Page extract
_ _ _ _

One day, I get smiling hello's. The next day, I get ignored (more from girls than guys). There is no consistency. Not only that, but nobody gives me a reason. If I enter the most minor of conflicts, the other person cuts me out of their life for good (again, more girls than guys). I get the feeling that I have to live up to a different standard than everyone else.

Do you have any tips or advice on how to strengthen bonds and, well, get people to like me for an extended period of time?


----------



## Haven49 (Jun 16, 2013)

You sound, all in all, like a very healthy, stable person.  This is good, exceptional for where you are. 

It's good that you have some close friends...this shows you that can have long-lasting relationships with people  

Hold on to your morals and standards. In today's world, sometimes people of different standards might conflict with you, and perhaps you with them.

There are other people like you out there, and one day you'll meet them  I think that the problem right now lies less with yourself and more with the inconsistencies of these people that you are trying to bond with, or at least thats my opinion.

Keep being yourself, and focusing on liking yourself instead of trying to please others!


----------



## darcy111 (Jul 8, 2013)

People don't usually decide to turn a cold shoulder randomly, you might want to take a closer look at how you are handling yourself or ask your close friends if they have any input on why people distance themselves from you. I'm not trying to accuse you of being at fault, I could be very wrong! But if you are starting to notice a pattern of reactions from people, it might be that you are doing something and don't realize it's causing people to react negatively.


----------



## War Machine (Jul 10, 2013)

darcy111 said:


> People don't usually decide to turn a cold shoulder randomly, you might want to take a closer look at how you are handling yourself or ask your close friends if they have any input on why people distance themselves from you. I'm not trying to accuse you of being at fault, I could be very wrong! But if you are starting to notice a pattern of reactions from people, it might be that you are doing something and don't realize it's causing people to react negatively.

_ _ _ _

Data supplied
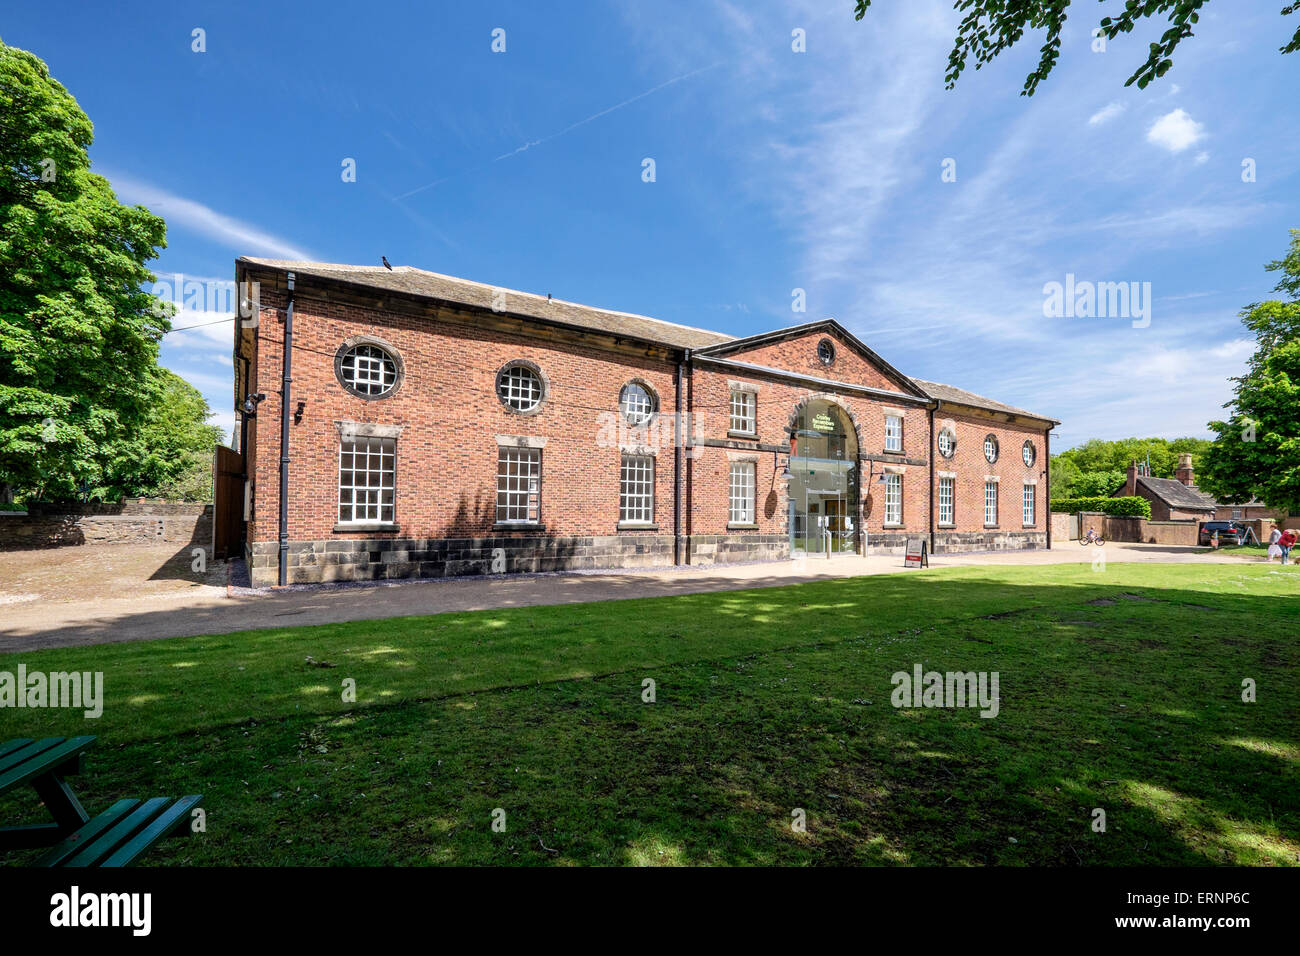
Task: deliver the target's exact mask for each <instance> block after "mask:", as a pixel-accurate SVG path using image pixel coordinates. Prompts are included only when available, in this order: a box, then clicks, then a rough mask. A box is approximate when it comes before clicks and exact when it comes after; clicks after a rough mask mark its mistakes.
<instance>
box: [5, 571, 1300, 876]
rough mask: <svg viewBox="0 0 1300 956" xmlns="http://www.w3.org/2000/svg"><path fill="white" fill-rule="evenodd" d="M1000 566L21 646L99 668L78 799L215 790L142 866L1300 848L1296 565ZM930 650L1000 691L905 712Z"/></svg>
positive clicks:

_ _ _ _

Exercise set
**A.** Summarize the forum thread in two sentences.
**B.** For each statement, answer yes or no according to the forum thread, and quote the words of the forum thread that decide it.
(i) The poster says being ignored comes more from guys than from girls.
(ii) Haven49 finds that the poster sounds like a healthy, stable person.
(iii) darcy111 states with certainty that the poster is at fault.
**C.** Write what comes next in the forum thread, starting right after War Machine's quotation of darcy111's post.
The rows play no part in what is asked here.

Expected outputs
**A.** A poster reports getting smiling hellos one day and being ignored the next, with no reason given and people cutting them off over minor conflicts, and asks how to get people to like them for an extended period. Haven49 advises holding on to one's morals and standards and liking oneself, suggesting the problem lies more with other people's inconsistencies, while darcy111 suggests taking a closer look at one's own behavior or asking close friends why people distance themselves.

**B.**
(i) No: "more from girls than guys"
(ii) Yes: "You sound, all in all, like a very healthy, stable person."
(iii) No: "I'm not trying to accuse you of being at fault, I could be very wrong!"

**C.**
I do notice the pattern. However, my close friends haven't pinpointed a specific problem. One theory I had - and I mentioned this in another post - is people sense a Napoleon Complex.

I'm not tall (5'7"-5'8"), but am considered buff while also being outgoing and confident. Perhaps people think I'm overcompensating for something (when I'm not)?


----------



## darcy111 (Jul 8, 2013)

War Machine said:


> I do notice the pattern. However, my close friends haven't pinpointed a specific problem. One theory I had - and I mentioned this in another post - is people sense a Napoleon Complex.
> 
> I'm not tall (5'7"-5'8"), but am considered buff while also being outgoing and confident. Perhaps people think I'm overcompensating for something (when I'm not)?


If what you think about the napolean complex is true, you might just be coming on too strong. When you are meeting new people, try to make an effort to be a little more laid back. You want to make sure you don't make people feel pressure from you especially in the beginning. It could be that one of the ways you deal with anxiety is social situations is by over-sharing or talking to fill any awkward silence (i really don't know). Try and relax, maybe sit back and just let things happen without over exerting yourself.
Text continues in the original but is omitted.